=== Written problem ===
Pick out every line of the listing below that contains the string "building". Case counts.

begin Supplied material

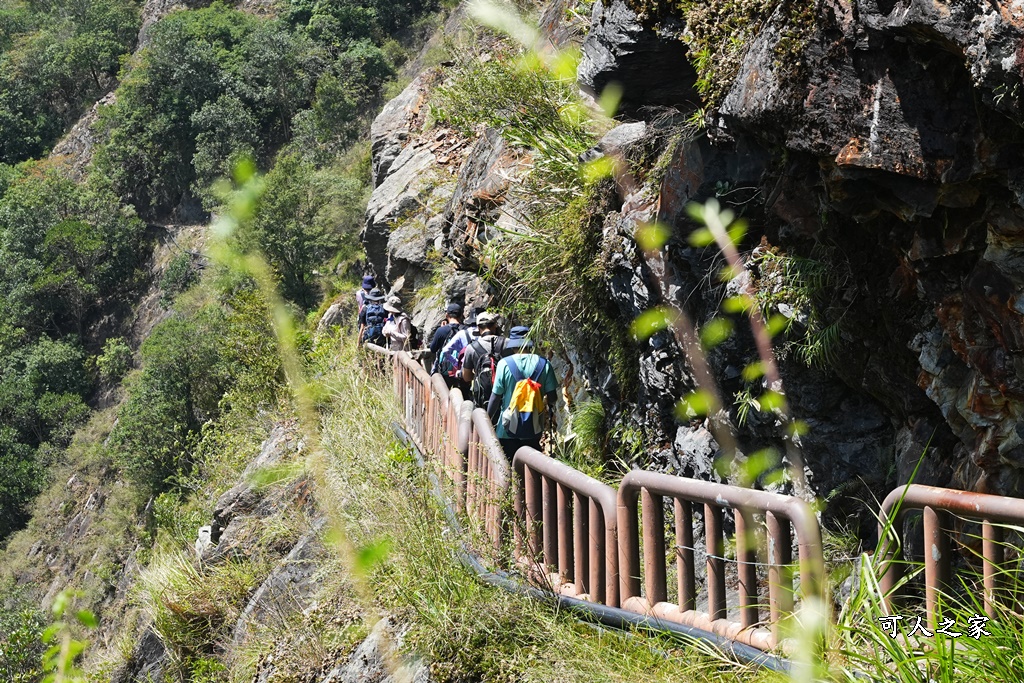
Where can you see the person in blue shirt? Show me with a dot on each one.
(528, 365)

end Supplied material
begin Supplied material

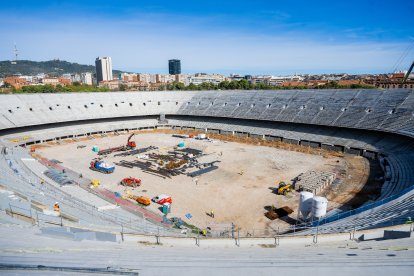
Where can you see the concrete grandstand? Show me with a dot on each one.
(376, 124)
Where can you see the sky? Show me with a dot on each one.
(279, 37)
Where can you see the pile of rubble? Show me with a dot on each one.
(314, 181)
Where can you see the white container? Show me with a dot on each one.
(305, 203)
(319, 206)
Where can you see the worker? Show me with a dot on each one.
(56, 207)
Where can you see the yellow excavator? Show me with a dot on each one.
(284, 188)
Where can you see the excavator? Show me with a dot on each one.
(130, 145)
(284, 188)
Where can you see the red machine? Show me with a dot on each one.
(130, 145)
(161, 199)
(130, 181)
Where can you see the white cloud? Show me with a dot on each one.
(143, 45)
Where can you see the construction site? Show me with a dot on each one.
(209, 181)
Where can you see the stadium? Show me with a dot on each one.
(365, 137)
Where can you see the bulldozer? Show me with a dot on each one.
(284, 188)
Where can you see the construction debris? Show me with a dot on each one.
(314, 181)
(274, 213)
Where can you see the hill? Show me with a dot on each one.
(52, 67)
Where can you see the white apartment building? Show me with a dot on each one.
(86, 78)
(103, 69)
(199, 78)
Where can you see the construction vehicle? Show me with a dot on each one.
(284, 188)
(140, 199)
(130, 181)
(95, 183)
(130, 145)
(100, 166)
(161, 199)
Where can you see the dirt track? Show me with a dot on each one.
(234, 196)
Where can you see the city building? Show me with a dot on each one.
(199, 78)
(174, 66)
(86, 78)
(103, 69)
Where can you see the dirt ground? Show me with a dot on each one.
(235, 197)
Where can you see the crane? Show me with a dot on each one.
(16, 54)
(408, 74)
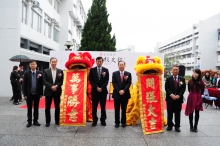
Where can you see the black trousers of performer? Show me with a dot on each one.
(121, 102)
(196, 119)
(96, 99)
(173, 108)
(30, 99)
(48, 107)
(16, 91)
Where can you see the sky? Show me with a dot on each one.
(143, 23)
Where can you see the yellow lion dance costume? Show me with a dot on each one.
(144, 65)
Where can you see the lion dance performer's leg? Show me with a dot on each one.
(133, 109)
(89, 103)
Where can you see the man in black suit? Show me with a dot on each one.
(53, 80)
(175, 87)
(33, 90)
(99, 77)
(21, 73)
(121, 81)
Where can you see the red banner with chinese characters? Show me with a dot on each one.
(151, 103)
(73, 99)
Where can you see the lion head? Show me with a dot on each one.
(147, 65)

end Supplied material

=== Task response ===
Where can you see the white apartment building? Show me with a dot on each one.
Where can you see the city building? Show me with a dot on each one.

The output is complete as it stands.